(Stored data entries)

========================================

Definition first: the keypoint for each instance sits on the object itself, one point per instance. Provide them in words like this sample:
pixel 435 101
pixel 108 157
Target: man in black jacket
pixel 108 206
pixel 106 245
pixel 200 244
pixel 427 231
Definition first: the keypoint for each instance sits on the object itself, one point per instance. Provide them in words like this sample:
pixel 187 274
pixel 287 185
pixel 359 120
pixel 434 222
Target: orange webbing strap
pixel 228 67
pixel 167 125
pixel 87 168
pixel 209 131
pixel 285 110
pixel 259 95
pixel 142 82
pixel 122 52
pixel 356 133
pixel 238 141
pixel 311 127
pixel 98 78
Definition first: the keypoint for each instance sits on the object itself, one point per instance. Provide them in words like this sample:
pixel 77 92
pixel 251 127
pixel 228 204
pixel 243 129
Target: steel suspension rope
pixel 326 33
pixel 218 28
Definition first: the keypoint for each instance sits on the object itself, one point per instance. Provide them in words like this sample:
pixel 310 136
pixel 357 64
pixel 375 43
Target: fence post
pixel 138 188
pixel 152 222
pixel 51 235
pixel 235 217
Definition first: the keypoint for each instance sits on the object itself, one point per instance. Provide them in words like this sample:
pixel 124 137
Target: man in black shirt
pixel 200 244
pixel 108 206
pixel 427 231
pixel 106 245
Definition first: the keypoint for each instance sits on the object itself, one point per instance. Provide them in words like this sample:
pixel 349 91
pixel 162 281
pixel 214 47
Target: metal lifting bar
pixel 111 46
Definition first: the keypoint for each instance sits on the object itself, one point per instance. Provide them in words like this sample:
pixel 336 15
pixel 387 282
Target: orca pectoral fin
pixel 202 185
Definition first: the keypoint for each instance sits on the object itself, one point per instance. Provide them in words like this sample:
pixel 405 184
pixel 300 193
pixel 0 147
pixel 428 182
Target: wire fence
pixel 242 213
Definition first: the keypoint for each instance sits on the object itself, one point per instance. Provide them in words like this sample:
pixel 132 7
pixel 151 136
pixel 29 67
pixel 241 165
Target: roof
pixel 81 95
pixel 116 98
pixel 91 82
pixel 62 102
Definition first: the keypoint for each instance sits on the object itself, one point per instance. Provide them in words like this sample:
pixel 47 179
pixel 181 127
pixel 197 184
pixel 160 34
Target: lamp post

========================================

One inclusive range is required: first line of the data through the line containing "pixel 359 120". Set it down exactly and output nothing else.

Definition first: the keypoint for each instance sits on the object itself, one point per instance. Provide them in words like this sample:
pixel 435 101
pixel 108 157
Target: man in black jacket
pixel 108 206
pixel 106 245
pixel 200 244
pixel 427 231
Definition first: the keypoint for each instance sits on the object itself, one point per instance. Provide them in words like this sample:
pixel 187 274
pixel 287 185
pixel 359 120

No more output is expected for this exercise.